- **SET PROBLEM**
Render the listing below as a JSON list of strings, one string per line with blank lines omitted, starting at the line with "Mark one point on each instance of the buffalo head" and running through the end of the listing. Leave the pictures out of your answer.

- **DATA SUPPLIED**
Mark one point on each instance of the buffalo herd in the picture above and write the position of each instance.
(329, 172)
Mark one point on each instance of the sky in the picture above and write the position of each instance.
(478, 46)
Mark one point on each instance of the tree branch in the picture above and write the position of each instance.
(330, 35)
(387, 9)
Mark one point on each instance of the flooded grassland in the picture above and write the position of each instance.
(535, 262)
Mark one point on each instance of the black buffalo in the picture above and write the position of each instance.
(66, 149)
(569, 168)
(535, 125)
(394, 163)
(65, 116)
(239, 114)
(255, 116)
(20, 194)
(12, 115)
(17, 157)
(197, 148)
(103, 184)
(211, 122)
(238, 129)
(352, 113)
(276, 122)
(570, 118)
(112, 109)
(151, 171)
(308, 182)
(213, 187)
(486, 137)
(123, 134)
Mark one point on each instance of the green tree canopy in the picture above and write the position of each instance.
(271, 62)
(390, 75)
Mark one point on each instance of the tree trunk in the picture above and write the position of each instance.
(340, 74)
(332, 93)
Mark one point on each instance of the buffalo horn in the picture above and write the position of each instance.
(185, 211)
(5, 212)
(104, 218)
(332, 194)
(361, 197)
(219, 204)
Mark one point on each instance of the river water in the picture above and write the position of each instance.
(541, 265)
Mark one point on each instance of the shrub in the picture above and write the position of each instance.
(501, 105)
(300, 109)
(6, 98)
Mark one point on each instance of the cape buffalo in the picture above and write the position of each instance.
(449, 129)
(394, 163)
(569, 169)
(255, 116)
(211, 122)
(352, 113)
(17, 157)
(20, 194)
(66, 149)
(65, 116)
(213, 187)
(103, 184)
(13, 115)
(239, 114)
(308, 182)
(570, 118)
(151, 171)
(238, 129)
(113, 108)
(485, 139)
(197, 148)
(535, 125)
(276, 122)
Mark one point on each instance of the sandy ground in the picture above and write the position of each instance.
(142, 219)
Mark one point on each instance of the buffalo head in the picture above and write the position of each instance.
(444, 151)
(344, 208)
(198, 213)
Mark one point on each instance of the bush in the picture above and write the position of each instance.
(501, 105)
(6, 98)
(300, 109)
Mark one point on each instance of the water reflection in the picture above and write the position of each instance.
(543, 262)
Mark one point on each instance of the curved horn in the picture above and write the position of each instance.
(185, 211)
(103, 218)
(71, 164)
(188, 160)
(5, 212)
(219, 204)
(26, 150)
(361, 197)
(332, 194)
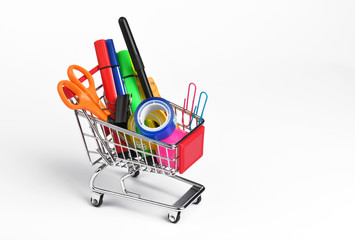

- **SOLUTION TO THIS PROBLEM**
[
  "Mark one point on each instance of the buffalo head in the picture above and write the position of each instance.",
  "(444, 151)",
  "(344, 208)",
  "(198, 213)",
  "Mark one point on each instance of the bush in the picture above and write the position of each instance.",
  "(501, 105)",
  "(6, 98)",
  "(300, 109)",
  "Mark one point on each instance of the water reflection in the picture above and write the position of each instance.",
  "(543, 262)",
  "Mark one point on each instance of the curved horn in the picture above and write the position of each instance.",
  "(185, 211)",
  "(103, 218)",
  "(71, 164)",
  "(188, 160)",
  "(5, 212)",
  "(219, 204)",
  "(26, 150)",
  "(361, 197)",
  "(332, 194)"
]